-- Try it --
When copying the listing below, skip every picture and keep each word as it stands.

---------- Dataset records

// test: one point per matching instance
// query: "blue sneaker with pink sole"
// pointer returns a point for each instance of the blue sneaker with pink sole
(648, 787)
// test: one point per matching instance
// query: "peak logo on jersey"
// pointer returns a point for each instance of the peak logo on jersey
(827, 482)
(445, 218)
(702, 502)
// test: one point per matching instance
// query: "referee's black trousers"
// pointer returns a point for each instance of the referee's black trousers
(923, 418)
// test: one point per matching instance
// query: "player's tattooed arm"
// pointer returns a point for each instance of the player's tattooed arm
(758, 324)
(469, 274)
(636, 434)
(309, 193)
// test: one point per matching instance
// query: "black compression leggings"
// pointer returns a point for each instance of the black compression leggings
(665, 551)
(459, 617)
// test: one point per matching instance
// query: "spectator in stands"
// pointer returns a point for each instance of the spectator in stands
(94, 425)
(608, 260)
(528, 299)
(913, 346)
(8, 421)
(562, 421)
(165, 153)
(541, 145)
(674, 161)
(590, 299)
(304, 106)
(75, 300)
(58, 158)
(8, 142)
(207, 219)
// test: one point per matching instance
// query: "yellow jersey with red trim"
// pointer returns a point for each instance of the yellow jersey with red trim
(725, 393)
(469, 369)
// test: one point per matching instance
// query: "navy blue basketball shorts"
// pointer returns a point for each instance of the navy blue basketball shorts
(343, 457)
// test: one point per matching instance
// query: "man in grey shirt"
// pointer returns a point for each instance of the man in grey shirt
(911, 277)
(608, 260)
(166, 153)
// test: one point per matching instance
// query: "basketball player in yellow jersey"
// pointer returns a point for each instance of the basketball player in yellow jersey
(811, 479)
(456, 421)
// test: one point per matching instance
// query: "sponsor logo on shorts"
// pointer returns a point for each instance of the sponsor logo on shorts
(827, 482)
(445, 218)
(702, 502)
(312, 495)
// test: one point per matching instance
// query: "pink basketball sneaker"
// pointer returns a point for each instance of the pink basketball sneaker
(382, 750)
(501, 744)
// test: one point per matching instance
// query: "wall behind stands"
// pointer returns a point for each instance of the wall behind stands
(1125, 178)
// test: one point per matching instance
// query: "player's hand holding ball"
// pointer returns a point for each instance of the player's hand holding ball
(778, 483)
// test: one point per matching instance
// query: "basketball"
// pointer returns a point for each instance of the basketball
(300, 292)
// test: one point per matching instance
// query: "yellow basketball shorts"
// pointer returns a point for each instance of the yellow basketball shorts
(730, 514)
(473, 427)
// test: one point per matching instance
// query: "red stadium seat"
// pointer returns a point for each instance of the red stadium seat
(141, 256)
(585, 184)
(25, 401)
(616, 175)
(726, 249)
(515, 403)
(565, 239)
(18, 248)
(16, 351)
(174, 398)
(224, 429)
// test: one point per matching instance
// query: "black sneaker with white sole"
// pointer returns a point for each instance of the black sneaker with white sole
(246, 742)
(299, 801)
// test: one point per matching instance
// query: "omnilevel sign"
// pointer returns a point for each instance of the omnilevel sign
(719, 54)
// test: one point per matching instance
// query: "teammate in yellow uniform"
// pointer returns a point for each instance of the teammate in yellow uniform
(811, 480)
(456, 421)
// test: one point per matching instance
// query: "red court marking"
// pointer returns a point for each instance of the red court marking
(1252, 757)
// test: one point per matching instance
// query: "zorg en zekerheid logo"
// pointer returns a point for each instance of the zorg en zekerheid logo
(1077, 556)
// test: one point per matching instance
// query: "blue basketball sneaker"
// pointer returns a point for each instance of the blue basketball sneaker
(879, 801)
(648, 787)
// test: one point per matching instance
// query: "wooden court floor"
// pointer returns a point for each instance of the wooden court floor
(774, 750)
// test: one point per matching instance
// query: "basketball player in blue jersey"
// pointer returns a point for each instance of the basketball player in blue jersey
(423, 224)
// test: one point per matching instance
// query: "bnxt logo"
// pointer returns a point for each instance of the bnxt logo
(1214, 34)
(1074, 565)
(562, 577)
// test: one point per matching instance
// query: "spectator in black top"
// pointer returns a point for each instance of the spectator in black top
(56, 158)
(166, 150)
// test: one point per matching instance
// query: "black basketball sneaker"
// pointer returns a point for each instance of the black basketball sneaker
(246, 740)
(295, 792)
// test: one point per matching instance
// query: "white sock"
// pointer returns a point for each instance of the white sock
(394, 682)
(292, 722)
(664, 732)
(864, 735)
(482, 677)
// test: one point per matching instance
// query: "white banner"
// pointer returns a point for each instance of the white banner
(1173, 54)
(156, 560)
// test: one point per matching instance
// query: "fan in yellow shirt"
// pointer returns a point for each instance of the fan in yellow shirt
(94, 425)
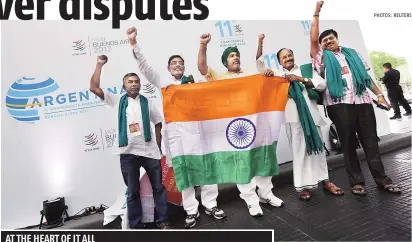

--------------------

-- Result of this task --
// test: one point per matching instance
// query: "blue sneaker with pink sole"
// pointer returns a point for each instance of the blue sneaker with pink sole
(648, 787)
// test: one point per matching instance
// query: "peak logo on jersey"
// pointer returns a point for each instance of the peak logo on jersey
(827, 482)
(445, 218)
(702, 502)
// test: one point per matching instance
// query: "referee's black trousers"
// pointer returns a point for each instance of the referee's black trousers
(923, 418)
// test: one point per matching instance
// query: "player's tattooed arm"
// pointer returns a point for each instance of the player's tattooed arm
(758, 324)
(469, 274)
(636, 434)
(309, 193)
// test: one point per matching instance
// query: "black compression leggings"
// pointer returns a point for each instance of the black compression leggings
(665, 551)
(459, 617)
// test: one point per matching instance
// query: "spectator in stands"
// pointer returns a point for each instance of the spectator in stands
(94, 425)
(608, 260)
(528, 299)
(913, 346)
(8, 421)
(562, 421)
(165, 153)
(541, 145)
(674, 161)
(590, 299)
(304, 106)
(75, 300)
(58, 158)
(8, 142)
(207, 219)
// test: one point per matching instance
// query: "yellow jersey with red trim"
// pointer returns a point for each instance of the yellow jersey with red trim
(725, 393)
(469, 369)
// test: one point per matching instance
// query: "navy blue basketball shorts"
// pointer returns a point for each instance of the navy blue basketball shorts
(343, 457)
// test: one point per matching instance
// query: "man in grey shirt"
// pointer returns a point for each instance of the man in grey shirt
(911, 277)
(608, 260)
(166, 153)
// test: one point per matching instance
// query: "basketball player in yellow jersey"
// pointer returns a point for each instance of the basketball player in yellow jersey
(811, 479)
(456, 421)
// test: one point per matching instance
// query: "sponsor logo on shorts"
// pointer returns a point for each instance of the sponsor logo on shorts
(827, 482)
(445, 218)
(702, 502)
(312, 495)
// test: one point per matching instance
// query: "pink basketball sneaker"
// pointer returns a point for each instance of the pink basketball sneaker
(382, 750)
(501, 744)
// test: one point per matching instance
// query: "wall behind stands"
// pointer returns a point for each instance of the wall behind stands
(1125, 178)
// test: one point per matching instance
// query: "player's hand holding ball"
// pointer returns a point for each instance of the player's hand holding ball
(778, 483)
// test: one point per matching instance
// query: "basketball"
// pointer returns a point for each instance of the basketball
(300, 292)
// test: one point per matching instance
// query: "yellow basketball shorts"
// pointer returns a point for each instance of the yellow basketball shorts
(730, 514)
(473, 427)
// test: one point per matching instance
// query: "red stadium seat"
// pointer returns a point for each instance of the red stadium seat
(141, 256)
(585, 184)
(25, 401)
(616, 175)
(726, 249)
(515, 403)
(565, 239)
(18, 248)
(16, 351)
(174, 398)
(224, 429)
// test: one point per matching instance
// query: "black sneaker with white sole"
// pointer returns a point for each instance of the black sneaker with white sole
(246, 742)
(299, 801)
// test: one point per matching instance
// query: "omnilevel sign"
// pointer returns a point for each instance of the omnilevel sign
(719, 54)
// test: one point per matching instance
// query: "teammate in yellow uniform"
// pointer returns a point for each instance of the teammate in yellow uniform
(811, 480)
(456, 421)
// test: one point per matching instance
// query: "red court marking"
// pointer returns a point for each instance of the red court marking
(1252, 757)
// test: one point per matching instance
// query: "zorg en zekerheid logo"
// pointer returns a point for each instance of the zorg en zekerheid logo
(1077, 556)
// test: one point per matching instance
// query: "blue basketball sneaker"
// pointer returns a point for each instance of the blue basketball sneaker
(879, 801)
(648, 787)
// test: one point per matching instance
// query: "wooden court floor"
// pointer returns a point for each instance of the wooden court floor
(774, 750)
// test: one point per matching instance
// query: "basketball player in blue jersey"
// pointer returns a point for each instance of the basketball player in blue jersey
(423, 224)
// test: one point per matching instance
// query: "bnxt logo"
// pointer returns a point for each instance of the bnxt logo
(1214, 34)
(1074, 565)
(562, 577)
// test: one point per matching instance
// query: "spectator in black top"
// pointer returns a point for each instance of the spectator in black top
(56, 158)
(166, 150)
// test: one point per matching instance
// query: "black basketball sneaker"
// pointer returns a point for each instance of the black basketball sneaker
(246, 740)
(295, 792)
// test: one point per matching instance
// query: "white sock"
// pointer returns a point for each instance of the white sock
(394, 682)
(292, 722)
(664, 732)
(864, 735)
(482, 677)
// test: one point per matching instance
// query: "white banner"
// pointer returns a point for each instance of the white banner
(1173, 54)
(156, 560)
// test: one point per matching instance
// query: "fan in yellow shirt"
// pointer returns a point for each instance of the fan in yellow shirt
(94, 425)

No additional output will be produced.